Task objective
Repeat exactly the lines below that lie between the line with "In the photo above, where can the collar" and the line with "In the photo above, where can the woman's fingers", counting both of those lines as part of the answer.

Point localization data

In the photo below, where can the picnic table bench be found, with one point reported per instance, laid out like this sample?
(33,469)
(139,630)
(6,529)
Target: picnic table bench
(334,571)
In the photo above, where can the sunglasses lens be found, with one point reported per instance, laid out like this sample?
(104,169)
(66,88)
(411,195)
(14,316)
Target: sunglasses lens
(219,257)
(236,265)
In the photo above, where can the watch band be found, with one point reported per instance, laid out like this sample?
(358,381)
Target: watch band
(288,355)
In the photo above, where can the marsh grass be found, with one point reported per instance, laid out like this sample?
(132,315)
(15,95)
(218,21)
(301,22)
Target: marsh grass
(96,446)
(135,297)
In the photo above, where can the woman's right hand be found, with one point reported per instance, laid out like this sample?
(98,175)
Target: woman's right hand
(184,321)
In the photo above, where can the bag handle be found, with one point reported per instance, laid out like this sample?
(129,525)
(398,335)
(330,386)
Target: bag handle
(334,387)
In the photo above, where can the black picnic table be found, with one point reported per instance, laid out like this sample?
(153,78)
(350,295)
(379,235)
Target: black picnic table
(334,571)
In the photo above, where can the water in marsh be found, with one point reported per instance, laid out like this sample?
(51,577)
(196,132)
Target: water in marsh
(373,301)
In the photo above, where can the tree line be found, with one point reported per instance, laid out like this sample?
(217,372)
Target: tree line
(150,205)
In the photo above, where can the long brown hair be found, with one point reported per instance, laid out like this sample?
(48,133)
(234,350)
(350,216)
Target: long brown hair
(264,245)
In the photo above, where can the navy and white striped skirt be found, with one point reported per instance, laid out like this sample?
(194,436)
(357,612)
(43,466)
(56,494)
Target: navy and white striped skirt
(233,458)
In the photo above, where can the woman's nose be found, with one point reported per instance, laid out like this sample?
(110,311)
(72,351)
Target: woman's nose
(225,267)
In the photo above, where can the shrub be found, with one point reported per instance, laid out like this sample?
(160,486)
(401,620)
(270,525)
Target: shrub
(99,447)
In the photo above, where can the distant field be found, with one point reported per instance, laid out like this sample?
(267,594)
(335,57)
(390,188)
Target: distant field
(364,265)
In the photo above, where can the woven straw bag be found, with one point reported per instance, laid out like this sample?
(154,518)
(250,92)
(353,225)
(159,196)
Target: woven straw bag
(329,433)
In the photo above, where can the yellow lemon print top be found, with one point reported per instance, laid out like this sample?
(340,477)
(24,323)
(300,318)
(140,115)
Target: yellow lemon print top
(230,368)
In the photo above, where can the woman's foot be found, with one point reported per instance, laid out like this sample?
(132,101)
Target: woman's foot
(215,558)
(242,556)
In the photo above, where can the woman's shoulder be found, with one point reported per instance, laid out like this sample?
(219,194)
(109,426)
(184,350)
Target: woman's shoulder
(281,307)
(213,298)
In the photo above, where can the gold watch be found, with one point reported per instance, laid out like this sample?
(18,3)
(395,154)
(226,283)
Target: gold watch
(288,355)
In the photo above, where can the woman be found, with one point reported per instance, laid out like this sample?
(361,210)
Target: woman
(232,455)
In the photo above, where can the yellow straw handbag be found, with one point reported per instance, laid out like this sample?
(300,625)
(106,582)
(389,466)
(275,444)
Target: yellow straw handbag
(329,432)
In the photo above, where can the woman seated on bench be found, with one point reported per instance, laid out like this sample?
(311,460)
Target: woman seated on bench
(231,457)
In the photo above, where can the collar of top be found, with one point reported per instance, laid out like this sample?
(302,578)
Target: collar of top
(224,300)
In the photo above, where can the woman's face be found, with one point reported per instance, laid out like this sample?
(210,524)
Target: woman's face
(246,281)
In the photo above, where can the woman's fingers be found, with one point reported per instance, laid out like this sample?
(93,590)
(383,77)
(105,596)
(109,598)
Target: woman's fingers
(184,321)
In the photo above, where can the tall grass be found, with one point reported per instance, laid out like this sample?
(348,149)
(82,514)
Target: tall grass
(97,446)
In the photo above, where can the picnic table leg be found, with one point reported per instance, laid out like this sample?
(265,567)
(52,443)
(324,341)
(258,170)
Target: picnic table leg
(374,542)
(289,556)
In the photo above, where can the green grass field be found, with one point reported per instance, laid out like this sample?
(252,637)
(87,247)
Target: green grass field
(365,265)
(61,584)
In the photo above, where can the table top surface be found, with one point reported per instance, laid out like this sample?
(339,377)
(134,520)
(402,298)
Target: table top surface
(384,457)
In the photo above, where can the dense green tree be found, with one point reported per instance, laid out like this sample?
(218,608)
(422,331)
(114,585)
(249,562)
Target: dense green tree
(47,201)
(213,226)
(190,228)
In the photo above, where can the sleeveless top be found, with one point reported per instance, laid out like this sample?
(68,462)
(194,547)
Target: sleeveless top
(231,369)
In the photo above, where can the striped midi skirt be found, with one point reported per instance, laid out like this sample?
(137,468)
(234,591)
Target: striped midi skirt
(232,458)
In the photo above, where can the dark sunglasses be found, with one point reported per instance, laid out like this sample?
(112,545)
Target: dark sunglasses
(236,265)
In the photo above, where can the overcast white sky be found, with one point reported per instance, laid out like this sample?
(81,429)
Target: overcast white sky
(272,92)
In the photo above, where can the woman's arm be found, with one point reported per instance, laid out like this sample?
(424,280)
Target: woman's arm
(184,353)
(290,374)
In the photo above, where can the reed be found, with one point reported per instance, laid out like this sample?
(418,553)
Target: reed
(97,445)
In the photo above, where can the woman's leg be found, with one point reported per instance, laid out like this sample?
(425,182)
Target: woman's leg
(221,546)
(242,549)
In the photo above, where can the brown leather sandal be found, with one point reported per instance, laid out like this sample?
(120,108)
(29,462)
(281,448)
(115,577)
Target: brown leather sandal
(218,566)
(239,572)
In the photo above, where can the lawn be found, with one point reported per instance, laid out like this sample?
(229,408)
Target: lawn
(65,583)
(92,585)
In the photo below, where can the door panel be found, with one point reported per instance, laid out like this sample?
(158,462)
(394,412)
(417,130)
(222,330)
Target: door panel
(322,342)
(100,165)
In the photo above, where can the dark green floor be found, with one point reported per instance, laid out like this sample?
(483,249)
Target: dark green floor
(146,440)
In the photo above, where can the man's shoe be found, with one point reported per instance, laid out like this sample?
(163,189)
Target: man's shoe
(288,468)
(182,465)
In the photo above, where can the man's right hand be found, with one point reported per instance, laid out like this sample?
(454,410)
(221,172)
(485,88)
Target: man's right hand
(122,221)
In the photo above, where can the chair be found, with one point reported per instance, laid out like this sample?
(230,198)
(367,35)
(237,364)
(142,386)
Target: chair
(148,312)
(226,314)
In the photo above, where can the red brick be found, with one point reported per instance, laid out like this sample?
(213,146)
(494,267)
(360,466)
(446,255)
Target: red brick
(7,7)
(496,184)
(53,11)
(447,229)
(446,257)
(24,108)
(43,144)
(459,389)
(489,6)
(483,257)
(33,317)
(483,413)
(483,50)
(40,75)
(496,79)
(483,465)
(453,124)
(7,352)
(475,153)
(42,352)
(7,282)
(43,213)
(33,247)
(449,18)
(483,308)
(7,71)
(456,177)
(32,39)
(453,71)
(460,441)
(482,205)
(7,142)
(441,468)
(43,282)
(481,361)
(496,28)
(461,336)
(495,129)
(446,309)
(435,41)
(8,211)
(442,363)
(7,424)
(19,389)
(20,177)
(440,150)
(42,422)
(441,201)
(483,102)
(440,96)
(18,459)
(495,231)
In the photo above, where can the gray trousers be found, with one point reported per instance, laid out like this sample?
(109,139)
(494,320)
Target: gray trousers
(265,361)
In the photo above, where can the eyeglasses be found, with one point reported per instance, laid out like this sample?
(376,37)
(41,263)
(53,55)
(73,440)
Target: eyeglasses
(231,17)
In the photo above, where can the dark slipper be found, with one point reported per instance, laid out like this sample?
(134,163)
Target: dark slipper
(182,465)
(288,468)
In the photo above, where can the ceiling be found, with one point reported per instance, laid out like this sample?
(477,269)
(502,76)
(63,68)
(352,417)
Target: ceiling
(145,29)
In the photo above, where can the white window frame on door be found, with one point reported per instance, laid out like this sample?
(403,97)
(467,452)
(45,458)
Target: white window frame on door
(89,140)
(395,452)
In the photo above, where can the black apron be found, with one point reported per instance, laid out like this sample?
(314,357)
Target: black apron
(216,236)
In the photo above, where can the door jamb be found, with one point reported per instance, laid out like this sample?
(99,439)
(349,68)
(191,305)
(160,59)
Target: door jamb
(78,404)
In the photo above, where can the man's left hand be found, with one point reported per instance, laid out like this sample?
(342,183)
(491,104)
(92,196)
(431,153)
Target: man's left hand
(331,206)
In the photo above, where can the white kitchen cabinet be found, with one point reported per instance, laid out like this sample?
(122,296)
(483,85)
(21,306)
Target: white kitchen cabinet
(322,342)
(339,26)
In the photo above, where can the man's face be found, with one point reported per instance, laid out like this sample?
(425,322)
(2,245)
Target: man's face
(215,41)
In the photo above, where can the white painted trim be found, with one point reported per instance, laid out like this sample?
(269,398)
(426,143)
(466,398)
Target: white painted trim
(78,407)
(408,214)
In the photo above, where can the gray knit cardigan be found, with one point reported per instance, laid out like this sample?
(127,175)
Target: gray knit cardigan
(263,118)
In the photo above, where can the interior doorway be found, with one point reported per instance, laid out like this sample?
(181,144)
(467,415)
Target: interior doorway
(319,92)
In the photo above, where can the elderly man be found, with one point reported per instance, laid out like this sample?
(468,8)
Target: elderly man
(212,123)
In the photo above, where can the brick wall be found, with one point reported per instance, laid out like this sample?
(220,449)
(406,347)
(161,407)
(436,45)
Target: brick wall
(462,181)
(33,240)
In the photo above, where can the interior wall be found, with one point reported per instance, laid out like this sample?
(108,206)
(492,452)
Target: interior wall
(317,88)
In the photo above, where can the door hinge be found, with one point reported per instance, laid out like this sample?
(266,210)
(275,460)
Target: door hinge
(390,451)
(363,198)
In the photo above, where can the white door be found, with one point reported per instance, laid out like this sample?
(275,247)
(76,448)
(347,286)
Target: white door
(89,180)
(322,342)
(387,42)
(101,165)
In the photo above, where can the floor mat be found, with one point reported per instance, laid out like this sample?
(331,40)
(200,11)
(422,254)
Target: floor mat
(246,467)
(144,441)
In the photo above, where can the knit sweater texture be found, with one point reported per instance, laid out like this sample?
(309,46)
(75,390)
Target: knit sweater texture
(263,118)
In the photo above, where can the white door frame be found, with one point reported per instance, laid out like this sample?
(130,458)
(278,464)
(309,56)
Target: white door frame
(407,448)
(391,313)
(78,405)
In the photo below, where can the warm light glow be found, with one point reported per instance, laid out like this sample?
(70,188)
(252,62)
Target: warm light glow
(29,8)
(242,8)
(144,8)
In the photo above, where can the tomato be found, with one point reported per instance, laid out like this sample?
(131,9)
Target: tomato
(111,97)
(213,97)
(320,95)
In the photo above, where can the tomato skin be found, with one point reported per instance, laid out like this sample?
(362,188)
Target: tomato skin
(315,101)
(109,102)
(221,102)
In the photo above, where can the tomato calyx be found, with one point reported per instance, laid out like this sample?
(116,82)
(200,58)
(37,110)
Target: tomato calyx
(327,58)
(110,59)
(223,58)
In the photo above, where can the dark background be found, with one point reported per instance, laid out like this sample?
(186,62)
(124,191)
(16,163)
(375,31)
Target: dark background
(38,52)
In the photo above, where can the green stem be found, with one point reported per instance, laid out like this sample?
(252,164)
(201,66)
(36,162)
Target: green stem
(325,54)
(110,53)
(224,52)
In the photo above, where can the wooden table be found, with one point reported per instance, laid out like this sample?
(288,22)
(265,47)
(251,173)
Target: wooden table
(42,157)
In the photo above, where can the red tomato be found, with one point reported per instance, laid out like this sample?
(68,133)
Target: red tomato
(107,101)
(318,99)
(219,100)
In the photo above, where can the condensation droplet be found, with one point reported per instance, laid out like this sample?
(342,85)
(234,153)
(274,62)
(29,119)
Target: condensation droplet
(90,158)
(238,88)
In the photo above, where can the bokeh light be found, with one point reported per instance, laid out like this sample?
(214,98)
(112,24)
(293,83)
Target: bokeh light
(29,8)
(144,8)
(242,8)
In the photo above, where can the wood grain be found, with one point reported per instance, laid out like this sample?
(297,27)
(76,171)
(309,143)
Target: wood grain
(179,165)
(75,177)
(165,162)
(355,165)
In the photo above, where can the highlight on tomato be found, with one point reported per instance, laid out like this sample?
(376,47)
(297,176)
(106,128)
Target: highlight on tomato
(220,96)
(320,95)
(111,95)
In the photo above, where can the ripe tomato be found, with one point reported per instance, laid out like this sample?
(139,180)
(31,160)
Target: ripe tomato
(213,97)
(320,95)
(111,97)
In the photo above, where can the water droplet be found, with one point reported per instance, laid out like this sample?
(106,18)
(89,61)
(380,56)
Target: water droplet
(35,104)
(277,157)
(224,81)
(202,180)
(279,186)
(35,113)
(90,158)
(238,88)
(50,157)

Task response
In the photo above, where can the collar of top be found, with one point reported per instance, laid out like this sample?
(302,578)
Target: collar of top
(224,300)
In the photo above, where can the woman's face be found, with one point reported per instance, laid out like this sample?
(210,524)
Target: woman's face
(246,281)
In the photo above, where can the woman's fingers be found, with one point reported per instance, laid out like this sample?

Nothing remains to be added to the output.